▶ _The task_
Below are the records. Retype exactly the lines between the lines holding "Query: neck" and "like x=44, y=88.", inclusive.
⟨
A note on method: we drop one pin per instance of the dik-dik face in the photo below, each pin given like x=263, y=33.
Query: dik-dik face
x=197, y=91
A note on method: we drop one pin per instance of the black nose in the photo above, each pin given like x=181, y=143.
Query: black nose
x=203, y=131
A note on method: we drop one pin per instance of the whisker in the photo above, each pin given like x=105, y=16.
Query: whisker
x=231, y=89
⟩
⟨
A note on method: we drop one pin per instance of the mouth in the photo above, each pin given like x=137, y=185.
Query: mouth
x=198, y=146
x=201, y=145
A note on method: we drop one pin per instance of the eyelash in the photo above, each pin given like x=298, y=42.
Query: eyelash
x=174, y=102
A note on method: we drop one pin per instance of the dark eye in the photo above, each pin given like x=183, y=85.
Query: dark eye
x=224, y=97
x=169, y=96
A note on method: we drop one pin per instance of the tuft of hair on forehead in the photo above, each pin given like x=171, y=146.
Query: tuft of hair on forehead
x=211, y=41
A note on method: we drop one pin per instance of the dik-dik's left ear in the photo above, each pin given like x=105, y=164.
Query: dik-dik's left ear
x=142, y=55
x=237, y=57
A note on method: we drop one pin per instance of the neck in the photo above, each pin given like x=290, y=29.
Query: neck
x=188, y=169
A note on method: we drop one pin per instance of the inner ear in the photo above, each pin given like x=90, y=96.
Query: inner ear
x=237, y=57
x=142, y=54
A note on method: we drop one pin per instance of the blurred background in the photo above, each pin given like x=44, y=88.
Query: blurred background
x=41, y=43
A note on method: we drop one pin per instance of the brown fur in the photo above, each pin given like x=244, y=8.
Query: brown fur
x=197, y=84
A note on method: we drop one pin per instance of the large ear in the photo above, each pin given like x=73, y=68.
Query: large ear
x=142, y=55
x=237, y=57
⟩
⟨
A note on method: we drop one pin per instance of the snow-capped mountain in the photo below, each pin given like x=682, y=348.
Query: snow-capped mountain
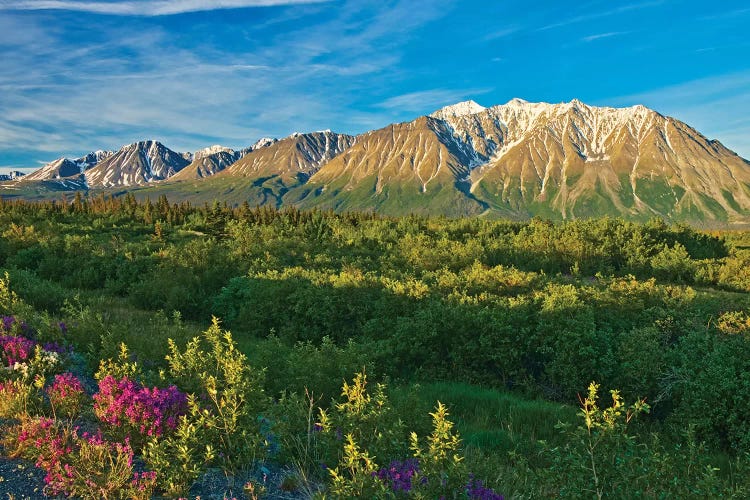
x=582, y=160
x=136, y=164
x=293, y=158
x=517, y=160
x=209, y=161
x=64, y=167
⟩
▶ _Your response_
Query: neck
x=188, y=169
A note on method: we drop one pin per instance of the inner ear in the photo above, each pin given like x=90, y=96.
Query: inner ear
x=237, y=57
x=142, y=54
A note on method: we drop one pin per instance of the blurred background in the photo above, each pin given like x=44, y=88.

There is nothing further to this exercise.